Exercise directions.
Exactly as written, transcribe the data that follows.

Records shown.

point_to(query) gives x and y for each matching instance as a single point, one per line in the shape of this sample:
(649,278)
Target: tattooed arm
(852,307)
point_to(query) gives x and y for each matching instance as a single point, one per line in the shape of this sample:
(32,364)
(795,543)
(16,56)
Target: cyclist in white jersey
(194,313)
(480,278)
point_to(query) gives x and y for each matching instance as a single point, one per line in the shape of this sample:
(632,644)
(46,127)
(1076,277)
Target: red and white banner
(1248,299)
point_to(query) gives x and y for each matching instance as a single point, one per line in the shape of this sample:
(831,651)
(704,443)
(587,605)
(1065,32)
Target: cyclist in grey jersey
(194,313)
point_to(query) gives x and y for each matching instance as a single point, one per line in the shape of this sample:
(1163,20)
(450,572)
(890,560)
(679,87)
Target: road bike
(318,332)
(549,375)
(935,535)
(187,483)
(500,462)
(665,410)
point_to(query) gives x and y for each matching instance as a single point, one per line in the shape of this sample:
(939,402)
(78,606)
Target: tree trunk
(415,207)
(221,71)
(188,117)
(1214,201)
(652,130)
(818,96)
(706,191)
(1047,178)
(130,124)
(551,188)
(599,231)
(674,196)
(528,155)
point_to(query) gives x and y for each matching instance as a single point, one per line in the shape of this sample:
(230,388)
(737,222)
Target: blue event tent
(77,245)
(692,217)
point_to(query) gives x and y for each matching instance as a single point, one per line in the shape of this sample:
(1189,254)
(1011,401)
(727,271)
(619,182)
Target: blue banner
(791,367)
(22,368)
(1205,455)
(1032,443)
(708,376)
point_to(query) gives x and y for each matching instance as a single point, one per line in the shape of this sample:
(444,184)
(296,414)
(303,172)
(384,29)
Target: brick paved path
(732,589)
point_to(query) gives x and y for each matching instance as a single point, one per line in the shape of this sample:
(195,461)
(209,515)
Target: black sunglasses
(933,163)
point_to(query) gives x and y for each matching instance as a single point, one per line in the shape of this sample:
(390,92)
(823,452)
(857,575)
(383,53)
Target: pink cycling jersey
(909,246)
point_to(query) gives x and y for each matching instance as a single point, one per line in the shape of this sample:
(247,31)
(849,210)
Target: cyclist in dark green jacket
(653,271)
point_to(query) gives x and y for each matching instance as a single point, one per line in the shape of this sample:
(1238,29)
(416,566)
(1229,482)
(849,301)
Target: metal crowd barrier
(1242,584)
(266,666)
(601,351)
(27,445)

Solved problem.
point_to(query) gives x and y for each matching instance as a single point, one per line in the shape of this sample:
(649,278)
Target: tattooed arm
(852,307)
point_to(query) gives x and y for each matching instance as a single point, one per line in the shape of this sample:
(32,364)
(795,543)
(16,56)
Target: cyclist in white jersey
(194,313)
(480,278)
point_to(query) gives x and y for each matching instance as a single point, one per line in the shape of this sample:
(632,644)
(46,127)
(1076,277)
Target: red and white banner
(1248,299)
point_to(query) gives x and y for each matching instance as a single point, one per line in the shape of this sample:
(831,651)
(704,443)
(587,605)
(1065,32)
Target: cyclist in grey jersey
(194,313)
point_to(query) gives x and y for each matching instance as a single point, one per line in the shape of this sample:
(1163,20)
(450,572)
(890,560)
(679,87)
Target: road bike
(318,332)
(549,375)
(935,535)
(187,483)
(500,462)
(665,410)
point_to(query) gives x and y for each matching instance as a single point, one per line in the shape of this sample:
(939,402)
(78,606)
Target: tree trunk
(415,207)
(221,71)
(188,117)
(1214,201)
(652,130)
(818,96)
(706,191)
(1047,178)
(130,124)
(551,188)
(599,231)
(674,196)
(528,155)
point_to(query) gives x and y for each matching instance as a single point, one per line in the shape of this sample:
(230,388)
(737,222)
Target: blue event tent
(77,245)
(692,217)
point_to(query) gives x and y for each matching instance as a single point, one per line in the shape of this sample:
(1189,254)
(1011,401)
(727,271)
(619,182)
Target: blue banner
(791,367)
(22,368)
(1205,455)
(1032,443)
(708,376)
point_to(query) gives x and y for each matching instance as a single point, one per line in the shape of this sample:
(444,184)
(296,414)
(303,172)
(384,29)
Target: brick paved path
(732,589)
point_to(query) gives x and y for each matching instance as a single point, one per line in the shape of this sample:
(195,461)
(209,515)
Target: black sunglasses
(933,163)
point_to(query) gives x and y for each matching instance as a single point, one per line in the shape of this sample:
(390,92)
(823,452)
(857,575)
(383,53)
Target: pink cycling jersey
(909,246)
point_to(query) gives x and y for each matching instance as a single point, one per line in the shape of this sample:
(247,31)
(849,210)
Target: cyclist in dark green jacket
(653,271)
point_to(query) gives x and y for each matching instance as a single point, one per line in the shape of this sample:
(1238,29)
(416,566)
(1229,482)
(849,301)
Target: metal crowd barrier
(1242,584)
(266,666)
(601,351)
(27,445)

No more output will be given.